Naskah -
◆ ◆ ◆
Pembeli / Pemenang Lelang Eksekusi Hak Tanggungan yang TIDAK BERITIKAD BAIK, Bukan Pihak Ketiga dan Sejak Semula Mengetahui Cacat Hukum Objek Agunan

LEGAL OPINION

Alat Bukti Hukum Acara Perdata, PERSANGKAAN. Ketika Dua Alat Bukti Dokumen yang Sama-Sama Otentik namun Ternyata Saling Bertolak-Belakang Satu Sama Lainnya, Maka dapat Dipersangkakan Salah Satunya ialah Palsu, Tidak Perlu Dibuktikan Terlebih Dahulu secara Pidana Pemalsuan

Question: Mengapa mereka yang menjadi pembeli lelang eksekusi hak tanggungan di kantor lelang negara, selalu dikategorikan sebagai pembeli yang beritikad baik semata karena membelinya di pelelangan pada kantor lelang negara? Bagaimana jika ada orang yang benar-benar tahu adanya cacat hukum terhadap objek tanah yang menjadi agunan, lalu saat dilelang ia mendaftarkan dirinya sebagai calon peserta lelang, dan membelinya, itu sama artinya menyaru sebagai seorang pembeli lelang yang murni membeli di pelelangan umum meski sebetulnya ia bukan semata seseorang yang murni sebagai pembeli lelang yang tidak tahu-menahu.
◆ ◆ ◆
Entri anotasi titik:
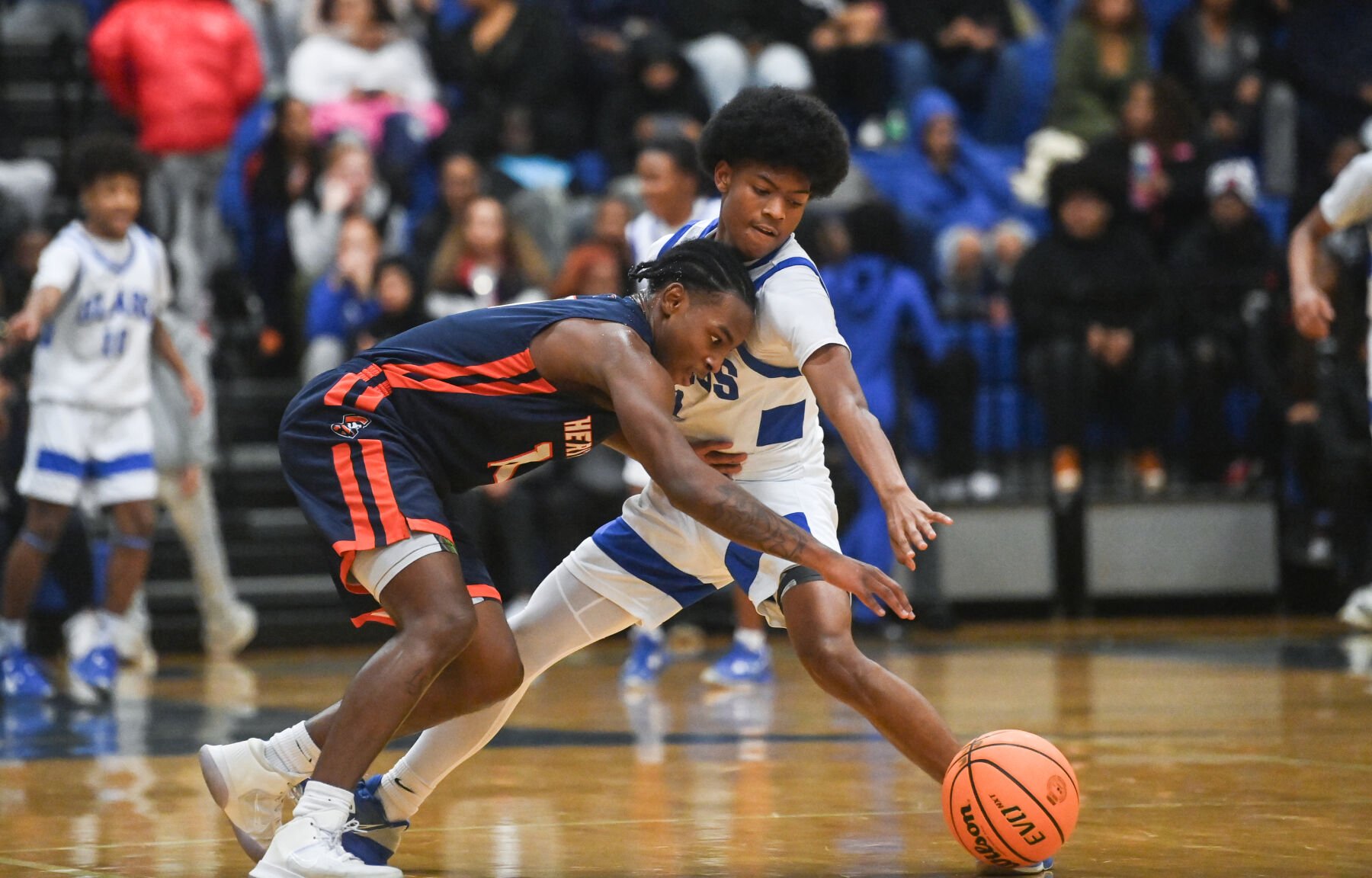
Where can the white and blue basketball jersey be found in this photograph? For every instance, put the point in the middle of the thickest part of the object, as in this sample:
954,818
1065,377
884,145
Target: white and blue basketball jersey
759,398
96,349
◆ ◆ ◆
Soal untuk Dikerjakan -
1. Terjemahkan kalimat berikut dari naskah tentang lelang eksekusi hak tanggungan ke dalam bahasa Inggris: "Mengapa mereka yang menjadi pembeli lelang eksekusi hak tanggungan di kantor lelang negara, selalu dikategorikan sebagai pembeli yang beritikad baik semata karena membelinya di pelelangan pada kantor lelang negara?"
2. Menurut naskah, apa yang dapat dipersangkakan ketika dua alat bukti dokumen yang sama-sama otentik ternyata saling bertolak-belakang?
3. Tuliskan tanpa perubahan bagian naskah mulai dari "Question: Mengapa mereka" sampai dengan "yang tidak tahu-menahu.".
Entri-entri tersebut tidak berperan dalam hal ini.

Jawaban per Tugas -
1. Why are those who become buyers at a mortgage enforcement auction at the state auction office always categorized as good-faith buyers merely because they bought at an auction held at the state auction office?

2. Salah satunya dapat dipersangkakan palsu, tanpa perlu dibuktikan terlebih dahulu secara pidana pemalsuan.

3.
Question: Mengapa mereka yang menjadi pembeli lelang eksekusi hak tanggungan di kantor lelang negara, selalu dikategorikan sebagai pembeli yang beritikad baik semata karena membelinya di pelelangan pada kantor lelang negara? Bagaimana jika ada orang yang benar-benar tahu adanya cacat hukum terhadap objek tanah yang menjadi agunan, lalu saat dilelang ia mendaftarkan dirinya sebagai calon peserta lelang, dan membelinya, itu sama artinya menyaru sebagai seorang pembeli lelang yang murni membeli di pelelangan umum meski sebetulnya ia bukan semata seseorang yang murni sebagai pembeli lelang yang tidak tahu-menahu.